COMPITI DA SVOLGERE:
• a. Secondo il testo sul ruolo del Comune, a quanto ammonta complessivamente la perdita di gettito che subirà Firenze?
• b. Riporta fedelmente il brano del testo sul ruolo del Comune che comincia dalle parole «Le conseguenze finanziarie» e si chiude dopo le parole «industriale, come Firenze.».

BRANO DI TESTO:
########################################

IL RUOLO DEL COMUNE (NONOSTANTE LO CHOC)
Le conseguenze finanziarie dell’epidemia Covid-19 per i Comuni sono drammatiche. La caduta delle entrate collegate all’attività economica soffocata dall’emergenza virus è rilevante, soprattutto quelli a vocazione turistica e industriale, come Firenze.
❞
Qui, infatti, crollerà la base imponibile delle imposte dirette e indirette commisurate al valore aggiunto e al reddito di questi settori. Stesso destino avranno i proventi dalla vendita di servizi e gestione di beni, canoni. Il gettito è meno a rischio per le imposte sul patrimonio come l’Imu, la cui base imponibile è meno sensibile alle oscillazioni da choc. Complessivamente Firenze subirà una perdita di getto di circa 135 milioni, il 14% delle entrate finali. Le spese comunali hanno invece un andamento opposto; in alcuni settori, come le attività volte al welfare di prossimità e assistenziali, conosceranno infatti un balzo. La richiesta di un intervento statale per assicurare entrate straordinarie ai Comuni è quindi assolutamente legittima.
Finora né col decreto «Cura Italia», né col successivo sul sostegno delle categorie disagiate la situazione del bilancio dei Comuni è stata considerata. A seguito della crisi, l’amministrazione centrale si è assicurata una discrezionalità estesa di finanza in deficit, oltre i vincoli della disciplina fiscale di Maastricht. Questa discrezionalità dovrebbe essere, in qualche misura, decentrata all’amministrazione locale, in particolare ai Comuni.
Il bilancio del Comune deve anche riadattarsi a fornire un contributo alla crescita potenziale dell’area. L’economia fiorentina, che prima dello choc da coronavirus mostrava un andamento sostanzialmente positivo, conoscerà ora una pesante inversione, viste le previsioni di caduta di Pil sono del 6% circa a livello nazionale. La ripresa sarà poi rallentata da condizionamenti storici come una struttura industriale in parte obsoleta e concentrata su settori ad alta concorrenza internazionale, una configurazione di imprese troppo piccole e poco capitalizzate, e un terziario arretrato, poco rappresentato da servizi ad alto valore aggiunto.
Le entrate e le spese comunali dovrebbero essere orientate a superare questi colli di bottiglia, anche se ciò è reso difficile dalla ridotta autonomia fiscale, dopo un decennio di legislazione nazionale accentratrice. Un bilancio comunale orientato alla crescita privilegia, dal lato della spesa, gli investimenti rispetto alla spesa corrente back-office e punta su settori ad alto contenuto di capitale materiale e immateriale, come l’istruzione, la valorizzazione delle attività artistiche e culturali, l’assetto del territorio, l’ambiente e la mobilità.

########################################

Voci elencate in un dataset
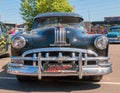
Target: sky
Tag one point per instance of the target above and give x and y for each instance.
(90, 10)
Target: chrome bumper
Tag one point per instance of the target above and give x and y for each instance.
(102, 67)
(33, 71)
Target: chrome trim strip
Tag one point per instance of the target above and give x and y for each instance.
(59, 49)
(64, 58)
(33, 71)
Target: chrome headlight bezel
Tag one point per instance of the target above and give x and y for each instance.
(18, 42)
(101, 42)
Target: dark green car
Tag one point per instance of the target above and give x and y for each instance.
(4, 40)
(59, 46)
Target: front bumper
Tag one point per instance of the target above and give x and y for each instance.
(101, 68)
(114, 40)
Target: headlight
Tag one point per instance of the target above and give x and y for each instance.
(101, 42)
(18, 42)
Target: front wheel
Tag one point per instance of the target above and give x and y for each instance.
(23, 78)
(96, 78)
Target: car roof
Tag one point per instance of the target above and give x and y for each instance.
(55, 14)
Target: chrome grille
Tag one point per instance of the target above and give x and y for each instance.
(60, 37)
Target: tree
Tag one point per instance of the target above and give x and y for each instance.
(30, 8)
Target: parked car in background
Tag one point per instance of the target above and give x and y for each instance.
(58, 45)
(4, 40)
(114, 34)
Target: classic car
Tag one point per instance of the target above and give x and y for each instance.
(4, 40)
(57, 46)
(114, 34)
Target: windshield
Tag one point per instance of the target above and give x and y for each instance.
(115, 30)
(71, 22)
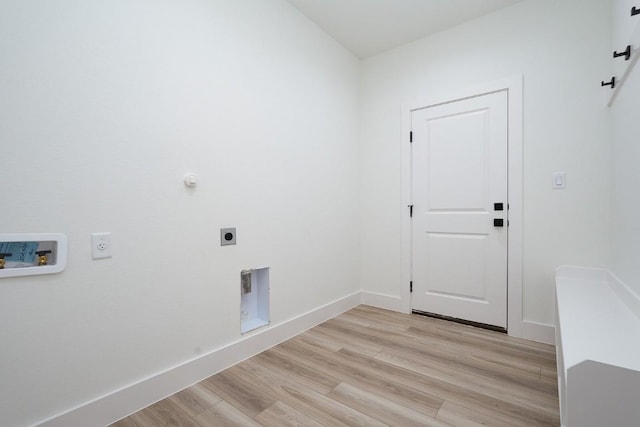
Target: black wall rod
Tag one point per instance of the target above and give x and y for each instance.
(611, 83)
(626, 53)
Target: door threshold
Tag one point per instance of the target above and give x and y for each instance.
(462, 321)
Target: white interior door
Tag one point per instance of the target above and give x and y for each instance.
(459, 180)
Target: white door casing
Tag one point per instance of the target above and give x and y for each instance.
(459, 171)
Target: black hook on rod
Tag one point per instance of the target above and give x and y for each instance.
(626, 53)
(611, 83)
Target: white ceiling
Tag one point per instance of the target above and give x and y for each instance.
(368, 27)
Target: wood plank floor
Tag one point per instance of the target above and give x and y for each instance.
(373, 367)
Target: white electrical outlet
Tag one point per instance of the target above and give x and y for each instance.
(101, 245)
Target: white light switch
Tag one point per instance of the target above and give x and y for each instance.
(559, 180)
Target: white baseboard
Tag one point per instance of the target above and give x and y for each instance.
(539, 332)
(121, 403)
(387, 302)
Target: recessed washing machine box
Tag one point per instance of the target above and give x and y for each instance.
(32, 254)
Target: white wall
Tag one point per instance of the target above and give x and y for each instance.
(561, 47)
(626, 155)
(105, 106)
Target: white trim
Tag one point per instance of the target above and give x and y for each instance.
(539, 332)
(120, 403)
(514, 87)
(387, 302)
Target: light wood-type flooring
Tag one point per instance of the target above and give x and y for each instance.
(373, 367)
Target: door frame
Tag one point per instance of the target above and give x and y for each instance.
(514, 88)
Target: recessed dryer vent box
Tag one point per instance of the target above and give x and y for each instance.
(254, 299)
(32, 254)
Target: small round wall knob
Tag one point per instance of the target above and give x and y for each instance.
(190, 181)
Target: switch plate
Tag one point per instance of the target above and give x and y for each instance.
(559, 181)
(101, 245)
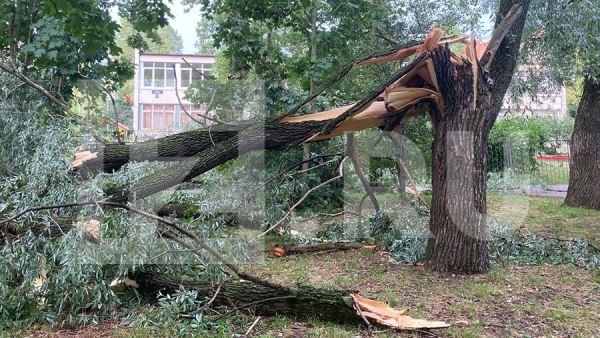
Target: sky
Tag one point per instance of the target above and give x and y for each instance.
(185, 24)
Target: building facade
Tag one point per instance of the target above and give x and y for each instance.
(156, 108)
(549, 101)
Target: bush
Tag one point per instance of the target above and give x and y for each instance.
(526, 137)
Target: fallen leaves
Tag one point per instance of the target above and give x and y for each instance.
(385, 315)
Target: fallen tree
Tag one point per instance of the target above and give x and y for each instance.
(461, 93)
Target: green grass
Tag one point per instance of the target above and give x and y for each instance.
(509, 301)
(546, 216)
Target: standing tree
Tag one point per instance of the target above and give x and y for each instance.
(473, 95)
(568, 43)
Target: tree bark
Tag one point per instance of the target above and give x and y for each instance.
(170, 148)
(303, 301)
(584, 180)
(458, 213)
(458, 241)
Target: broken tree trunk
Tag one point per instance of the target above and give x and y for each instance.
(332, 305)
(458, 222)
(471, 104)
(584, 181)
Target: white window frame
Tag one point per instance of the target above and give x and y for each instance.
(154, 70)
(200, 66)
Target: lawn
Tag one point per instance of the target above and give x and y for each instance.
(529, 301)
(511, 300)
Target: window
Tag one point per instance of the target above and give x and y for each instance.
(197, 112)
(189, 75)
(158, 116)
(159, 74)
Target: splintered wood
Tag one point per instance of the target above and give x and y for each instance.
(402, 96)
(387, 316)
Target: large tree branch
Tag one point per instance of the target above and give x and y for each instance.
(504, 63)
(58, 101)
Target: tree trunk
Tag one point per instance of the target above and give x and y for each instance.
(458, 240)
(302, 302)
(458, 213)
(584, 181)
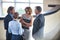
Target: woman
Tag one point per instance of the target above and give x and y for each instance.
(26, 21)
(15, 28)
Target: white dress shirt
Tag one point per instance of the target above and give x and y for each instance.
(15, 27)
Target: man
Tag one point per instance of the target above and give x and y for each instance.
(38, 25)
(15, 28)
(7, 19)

########################################

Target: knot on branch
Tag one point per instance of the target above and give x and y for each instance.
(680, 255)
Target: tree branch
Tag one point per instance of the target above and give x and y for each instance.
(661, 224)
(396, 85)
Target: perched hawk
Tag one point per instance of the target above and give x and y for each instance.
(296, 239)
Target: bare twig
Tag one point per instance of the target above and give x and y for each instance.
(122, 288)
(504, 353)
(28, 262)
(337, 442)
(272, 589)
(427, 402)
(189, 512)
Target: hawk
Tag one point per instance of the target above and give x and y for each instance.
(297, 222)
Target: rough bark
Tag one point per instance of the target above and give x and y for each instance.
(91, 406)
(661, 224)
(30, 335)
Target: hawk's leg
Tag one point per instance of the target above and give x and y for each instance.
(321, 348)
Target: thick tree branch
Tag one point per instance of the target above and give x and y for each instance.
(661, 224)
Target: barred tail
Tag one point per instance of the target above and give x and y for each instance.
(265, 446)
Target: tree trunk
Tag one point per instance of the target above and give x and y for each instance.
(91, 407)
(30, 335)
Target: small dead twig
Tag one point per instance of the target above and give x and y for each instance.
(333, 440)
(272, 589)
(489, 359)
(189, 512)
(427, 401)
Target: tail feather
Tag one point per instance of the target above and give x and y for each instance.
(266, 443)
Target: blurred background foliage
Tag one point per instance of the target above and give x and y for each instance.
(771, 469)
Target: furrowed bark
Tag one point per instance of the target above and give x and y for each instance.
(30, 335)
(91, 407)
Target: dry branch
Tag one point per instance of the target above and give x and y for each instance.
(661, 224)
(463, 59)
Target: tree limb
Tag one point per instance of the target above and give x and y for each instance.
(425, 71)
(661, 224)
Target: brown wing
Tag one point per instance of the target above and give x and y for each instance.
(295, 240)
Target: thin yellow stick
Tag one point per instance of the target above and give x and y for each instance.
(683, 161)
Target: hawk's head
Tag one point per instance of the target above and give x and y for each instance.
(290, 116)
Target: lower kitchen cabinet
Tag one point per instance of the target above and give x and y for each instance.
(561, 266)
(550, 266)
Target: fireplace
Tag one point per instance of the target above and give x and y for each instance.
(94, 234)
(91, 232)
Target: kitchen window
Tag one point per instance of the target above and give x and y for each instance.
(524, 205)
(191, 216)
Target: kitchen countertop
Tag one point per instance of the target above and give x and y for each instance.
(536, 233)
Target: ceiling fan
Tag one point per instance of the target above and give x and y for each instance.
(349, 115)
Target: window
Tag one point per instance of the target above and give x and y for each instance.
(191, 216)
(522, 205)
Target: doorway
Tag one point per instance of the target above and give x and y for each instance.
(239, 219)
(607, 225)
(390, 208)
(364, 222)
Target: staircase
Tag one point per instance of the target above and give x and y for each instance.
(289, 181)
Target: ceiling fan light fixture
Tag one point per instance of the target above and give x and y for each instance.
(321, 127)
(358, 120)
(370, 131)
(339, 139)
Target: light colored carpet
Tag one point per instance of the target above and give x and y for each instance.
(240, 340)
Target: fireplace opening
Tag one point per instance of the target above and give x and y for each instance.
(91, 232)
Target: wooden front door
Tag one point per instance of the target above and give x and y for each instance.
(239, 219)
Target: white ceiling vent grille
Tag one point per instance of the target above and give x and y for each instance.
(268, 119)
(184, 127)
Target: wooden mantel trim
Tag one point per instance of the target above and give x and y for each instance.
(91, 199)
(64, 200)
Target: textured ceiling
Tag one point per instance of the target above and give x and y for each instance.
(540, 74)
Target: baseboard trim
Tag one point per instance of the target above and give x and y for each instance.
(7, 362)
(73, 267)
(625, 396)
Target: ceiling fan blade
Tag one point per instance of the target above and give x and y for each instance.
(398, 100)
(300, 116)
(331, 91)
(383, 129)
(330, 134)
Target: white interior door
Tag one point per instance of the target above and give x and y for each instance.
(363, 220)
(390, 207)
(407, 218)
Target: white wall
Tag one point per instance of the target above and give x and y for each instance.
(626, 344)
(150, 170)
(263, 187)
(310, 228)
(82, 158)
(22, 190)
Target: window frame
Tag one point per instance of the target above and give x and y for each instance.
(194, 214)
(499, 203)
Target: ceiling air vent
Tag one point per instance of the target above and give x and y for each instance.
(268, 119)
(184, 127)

########################################

LE TUE RISPOSTE:
• a. Circa 135 milioni, pari al 14% delle entrate finali.

• b.
Le conseguenze finanziarie dell’epidemia Covid-19 per i Comuni sono drammatiche. La caduta delle entrate collegate all’attività economica soffocata dall’emergenza virus è rilevante, soprattutto quelli a vocazione turistica e industriale, come Firenze.